- [Stored records]:
================

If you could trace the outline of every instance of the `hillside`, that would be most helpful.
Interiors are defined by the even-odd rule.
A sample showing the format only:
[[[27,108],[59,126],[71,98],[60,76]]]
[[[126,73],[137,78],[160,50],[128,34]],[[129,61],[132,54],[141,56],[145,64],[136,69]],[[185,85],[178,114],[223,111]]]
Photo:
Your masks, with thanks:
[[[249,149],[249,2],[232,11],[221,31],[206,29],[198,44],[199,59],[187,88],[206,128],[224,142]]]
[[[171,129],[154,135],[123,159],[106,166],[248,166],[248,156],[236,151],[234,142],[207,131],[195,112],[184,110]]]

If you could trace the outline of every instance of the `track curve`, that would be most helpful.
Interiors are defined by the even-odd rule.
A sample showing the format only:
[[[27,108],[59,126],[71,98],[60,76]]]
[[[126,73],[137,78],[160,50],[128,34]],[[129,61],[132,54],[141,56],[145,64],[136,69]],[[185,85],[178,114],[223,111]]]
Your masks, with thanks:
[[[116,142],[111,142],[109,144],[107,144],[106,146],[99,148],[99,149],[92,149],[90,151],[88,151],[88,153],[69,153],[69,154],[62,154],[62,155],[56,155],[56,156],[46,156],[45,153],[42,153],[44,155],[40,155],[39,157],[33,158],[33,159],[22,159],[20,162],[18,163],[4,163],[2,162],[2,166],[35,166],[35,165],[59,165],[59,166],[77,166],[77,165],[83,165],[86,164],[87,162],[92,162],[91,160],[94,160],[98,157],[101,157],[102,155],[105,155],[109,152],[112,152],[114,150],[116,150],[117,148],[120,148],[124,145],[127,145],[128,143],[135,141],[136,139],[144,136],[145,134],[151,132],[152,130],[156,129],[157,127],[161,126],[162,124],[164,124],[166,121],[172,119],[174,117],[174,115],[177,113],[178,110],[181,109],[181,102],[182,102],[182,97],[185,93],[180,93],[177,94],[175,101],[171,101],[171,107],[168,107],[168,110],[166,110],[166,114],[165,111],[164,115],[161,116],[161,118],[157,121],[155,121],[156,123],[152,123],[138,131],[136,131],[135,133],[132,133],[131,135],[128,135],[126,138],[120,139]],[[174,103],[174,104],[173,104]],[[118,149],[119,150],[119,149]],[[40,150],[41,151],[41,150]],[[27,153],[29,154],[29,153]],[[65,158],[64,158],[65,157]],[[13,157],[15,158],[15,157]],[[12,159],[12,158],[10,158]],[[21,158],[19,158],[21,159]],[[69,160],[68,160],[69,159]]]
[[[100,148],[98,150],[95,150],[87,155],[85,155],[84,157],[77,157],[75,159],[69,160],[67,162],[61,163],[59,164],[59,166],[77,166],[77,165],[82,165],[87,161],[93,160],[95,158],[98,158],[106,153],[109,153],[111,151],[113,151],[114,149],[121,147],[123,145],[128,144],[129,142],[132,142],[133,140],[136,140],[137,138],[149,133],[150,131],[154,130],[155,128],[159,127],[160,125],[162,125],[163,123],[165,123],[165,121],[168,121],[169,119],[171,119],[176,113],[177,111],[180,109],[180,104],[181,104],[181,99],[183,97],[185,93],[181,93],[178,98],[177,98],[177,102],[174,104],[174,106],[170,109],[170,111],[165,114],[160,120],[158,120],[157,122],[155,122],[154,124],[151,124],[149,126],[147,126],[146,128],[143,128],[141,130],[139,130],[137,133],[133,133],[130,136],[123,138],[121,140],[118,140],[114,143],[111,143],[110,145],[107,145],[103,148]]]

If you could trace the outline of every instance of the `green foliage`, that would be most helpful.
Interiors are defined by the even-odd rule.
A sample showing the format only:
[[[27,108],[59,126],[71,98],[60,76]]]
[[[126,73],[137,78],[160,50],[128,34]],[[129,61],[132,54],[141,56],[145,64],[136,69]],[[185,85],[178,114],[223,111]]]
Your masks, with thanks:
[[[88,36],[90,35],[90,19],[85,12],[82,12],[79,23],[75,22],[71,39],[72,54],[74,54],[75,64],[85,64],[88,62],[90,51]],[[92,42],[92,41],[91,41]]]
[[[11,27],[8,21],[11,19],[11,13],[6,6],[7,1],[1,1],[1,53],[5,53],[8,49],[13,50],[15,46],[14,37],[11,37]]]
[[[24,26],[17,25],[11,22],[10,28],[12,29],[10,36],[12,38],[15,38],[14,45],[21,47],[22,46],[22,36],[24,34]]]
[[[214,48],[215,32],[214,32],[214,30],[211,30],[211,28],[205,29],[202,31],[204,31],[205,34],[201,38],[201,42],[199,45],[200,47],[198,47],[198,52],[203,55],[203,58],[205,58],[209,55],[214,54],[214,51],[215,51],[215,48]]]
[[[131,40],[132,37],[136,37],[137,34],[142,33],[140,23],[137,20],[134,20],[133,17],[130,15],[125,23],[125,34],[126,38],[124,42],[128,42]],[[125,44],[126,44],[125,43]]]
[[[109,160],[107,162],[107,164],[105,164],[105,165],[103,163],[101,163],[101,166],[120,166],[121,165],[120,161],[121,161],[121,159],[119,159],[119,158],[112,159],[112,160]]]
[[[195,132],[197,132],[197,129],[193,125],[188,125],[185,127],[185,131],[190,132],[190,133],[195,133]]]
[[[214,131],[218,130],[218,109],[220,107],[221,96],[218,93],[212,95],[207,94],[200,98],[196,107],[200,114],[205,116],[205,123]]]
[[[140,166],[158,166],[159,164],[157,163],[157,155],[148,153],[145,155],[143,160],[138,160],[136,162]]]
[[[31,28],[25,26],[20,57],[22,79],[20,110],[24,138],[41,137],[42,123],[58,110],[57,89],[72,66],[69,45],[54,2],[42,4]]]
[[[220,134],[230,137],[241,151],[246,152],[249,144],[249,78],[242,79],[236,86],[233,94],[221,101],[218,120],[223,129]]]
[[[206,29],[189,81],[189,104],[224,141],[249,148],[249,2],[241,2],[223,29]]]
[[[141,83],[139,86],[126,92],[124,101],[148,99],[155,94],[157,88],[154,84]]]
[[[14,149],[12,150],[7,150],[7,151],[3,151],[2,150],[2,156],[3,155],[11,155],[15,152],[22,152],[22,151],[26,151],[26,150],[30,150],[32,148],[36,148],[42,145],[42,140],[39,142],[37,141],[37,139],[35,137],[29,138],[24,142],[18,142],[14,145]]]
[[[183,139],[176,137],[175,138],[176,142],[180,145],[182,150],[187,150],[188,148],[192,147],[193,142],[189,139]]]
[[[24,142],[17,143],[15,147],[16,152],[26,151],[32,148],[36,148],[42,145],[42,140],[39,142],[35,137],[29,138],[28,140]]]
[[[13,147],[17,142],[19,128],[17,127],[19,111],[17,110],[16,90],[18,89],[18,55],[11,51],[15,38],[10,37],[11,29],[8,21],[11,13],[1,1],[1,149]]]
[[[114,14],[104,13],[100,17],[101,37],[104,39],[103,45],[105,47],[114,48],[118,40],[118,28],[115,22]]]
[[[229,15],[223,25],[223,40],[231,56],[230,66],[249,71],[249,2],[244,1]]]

================

Could every record be printed again exactly as it reads?

If you could trace the outline of every instance of the `hillside`, that would be most helpful.
Interiors are defined by the even-odd rule.
A sample showing the format only:
[[[27,108],[59,126],[71,98],[60,76]]]
[[[126,73],[137,78],[160,50],[128,34]],[[129,61],[132,54],[141,56],[145,64],[136,69]],[[185,85],[178,114],[223,111]]]
Photo:
Your masks, with thanks:
[[[249,149],[249,2],[232,11],[221,31],[206,29],[198,44],[199,59],[187,88],[206,128],[224,142]]]
[[[171,129],[154,135],[123,159],[106,166],[248,166],[248,156],[236,151],[234,142],[207,131],[195,112],[184,110]]]

If you could trace the outline of every instance of the `track curve`, that would be most helpful.
Interiors are defined by the even-odd rule.
A sample showing the format only:
[[[27,108],[59,126],[71,98],[60,76]]]
[[[126,73],[137,78],[160,50],[128,34]],[[129,61],[132,54],[141,56],[145,64],[136,69]],[[185,85],[178,114],[223,111]]]
Your masks, with thanks:
[[[116,142],[111,142],[109,144],[107,144],[106,146],[99,148],[99,149],[92,149],[90,151],[88,151],[88,153],[69,153],[69,154],[62,154],[62,155],[56,155],[56,156],[46,156],[45,153],[42,153],[44,155],[40,155],[39,157],[33,158],[33,159],[22,159],[20,162],[18,163],[4,163],[2,162],[2,166],[35,166],[35,165],[59,165],[59,166],[77,166],[77,165],[83,165],[86,164],[87,162],[92,162],[91,160],[94,160],[98,157],[101,157],[102,155],[105,155],[109,152],[112,152],[114,150],[116,150],[117,148],[120,148],[124,145],[127,145],[128,143],[135,141],[136,139],[144,136],[145,134],[151,132],[152,130],[156,129],[157,127],[161,126],[162,124],[164,124],[166,121],[172,119],[174,117],[174,115],[177,113],[178,110],[181,109],[181,102],[182,102],[182,97],[185,93],[180,93],[177,94],[175,101],[171,101],[171,107],[168,107],[168,110],[166,110],[166,114],[165,111],[164,115],[161,116],[161,118],[157,121],[155,121],[156,123],[152,123],[138,131],[136,131],[135,133],[132,133],[131,135],[128,135],[126,138],[120,139]],[[174,103],[174,104],[173,104]],[[118,149],[119,150],[119,149]],[[40,150],[41,151],[41,150]],[[27,153],[29,154],[29,153]],[[65,158],[64,158],[65,157]],[[13,157],[15,158],[15,157]],[[12,159],[12,158],[10,158]],[[21,158],[19,158],[21,159]],[[69,160],[68,160],[69,159]]]
[[[100,148],[98,150],[95,150],[87,155],[85,155],[84,157],[77,157],[75,159],[69,160],[67,162],[61,163],[59,164],[59,166],[77,166],[77,165],[82,165],[87,161],[93,160],[95,158],[98,158],[106,153],[109,153],[111,151],[113,151],[114,149],[121,147],[123,145],[128,144],[129,142],[132,142],[133,140],[136,140],[137,138],[149,133],[150,131],[154,130],[155,128],[159,127],[160,125],[162,125],[163,123],[165,123],[165,121],[168,121],[169,119],[171,119],[176,113],[177,111],[180,109],[180,104],[181,104],[181,99],[183,97],[185,93],[181,93],[178,98],[177,98],[177,102],[174,104],[174,106],[170,109],[170,111],[165,114],[160,120],[158,120],[157,122],[155,122],[154,124],[151,124],[149,126],[147,126],[146,128],[143,128],[141,130],[139,130],[137,133],[133,133],[130,136],[123,138],[121,140],[118,140],[114,143],[111,143],[110,145],[107,145],[103,148]]]

If you could trace the outline of every instance of the `green foliage`, that would be most helpful.
Interiors are defined by the even-odd rule.
A sample showing the format only:
[[[27,108],[59,126],[71,98],[60,76]]]
[[[126,73],[137,78],[160,50],[128,34]],[[129,61],[132,54],[141,56],[145,64],[136,69]],[[185,85],[178,114],[223,111]]]
Your masks, with thanks:
[[[88,36],[90,35],[90,19],[85,12],[82,12],[79,23],[75,22],[71,39],[72,54],[74,54],[75,64],[85,64],[88,62],[90,51]],[[92,42],[92,41],[91,41]]]
[[[11,27],[8,21],[11,19],[11,13],[6,6],[7,1],[1,1],[1,53],[5,53],[8,49],[13,50],[15,46],[14,37],[11,37]]]
[[[24,26],[17,25],[11,22],[10,28],[12,29],[10,36],[12,38],[15,38],[14,45],[21,47],[22,46],[22,36],[24,34]]]
[[[214,48],[215,32],[214,32],[214,30],[211,30],[211,28],[205,29],[202,31],[204,31],[205,34],[201,38],[201,42],[199,45],[200,47],[198,47],[198,52],[203,55],[203,58],[205,58],[209,55],[214,54],[214,51],[215,51],[215,48]]]
[[[131,40],[132,37],[136,37],[137,34],[142,33],[140,23],[137,20],[134,20],[133,17],[130,15],[125,23],[125,34],[126,38],[124,42],[128,42]],[[125,44],[126,44],[125,43]]]
[[[109,160],[107,162],[107,164],[105,164],[105,165],[103,163],[101,163],[101,166],[120,166],[121,165],[120,161],[121,161],[121,159],[119,159],[119,158],[112,159],[112,160]]]
[[[195,132],[197,132],[197,129],[193,125],[188,125],[185,127],[185,131],[190,132],[190,133],[195,133]]]
[[[214,131],[218,130],[218,109],[220,107],[221,96],[218,93],[212,95],[207,94],[200,98],[196,107],[200,114],[205,116],[205,123]]]
[[[140,166],[158,166],[159,164],[157,163],[157,155],[148,153],[145,155],[143,160],[138,160],[136,162]]]
[[[31,28],[25,26],[20,57],[22,79],[20,110],[24,138],[41,137],[42,123],[58,110],[57,89],[72,66],[69,45],[54,2],[42,4]]]
[[[220,134],[230,137],[241,151],[246,152],[249,144],[249,78],[242,79],[236,86],[233,94],[221,101],[218,120],[223,129]]]
[[[206,29],[189,81],[189,104],[224,141],[249,148],[249,2],[241,2],[223,29]]]
[[[141,83],[139,86],[126,92],[124,101],[148,99],[155,94],[157,88],[154,84]]]
[[[14,149],[12,150],[7,150],[7,151],[3,151],[2,150],[2,156],[3,155],[11,155],[15,152],[22,152],[22,151],[26,151],[26,150],[30,150],[32,148],[36,148],[42,145],[42,140],[39,142],[37,141],[37,139],[35,137],[29,138],[24,142],[18,142],[14,145]]]
[[[183,139],[176,137],[175,138],[176,142],[180,145],[182,150],[187,150],[188,148],[192,147],[193,142],[189,139]]]
[[[24,142],[17,143],[15,147],[16,152],[26,151],[32,148],[36,148],[42,145],[42,140],[39,142],[35,137],[29,138],[28,140]]]
[[[13,147],[17,142],[19,128],[17,127],[19,111],[17,110],[16,90],[18,89],[18,55],[11,51],[15,38],[10,37],[11,29],[8,21],[11,13],[1,1],[1,149]]]
[[[114,14],[104,13],[100,17],[101,37],[104,39],[103,45],[105,47],[114,48],[118,40],[118,28],[115,22]]]
[[[229,15],[223,25],[223,40],[231,56],[230,66],[249,71],[249,2],[244,1]]]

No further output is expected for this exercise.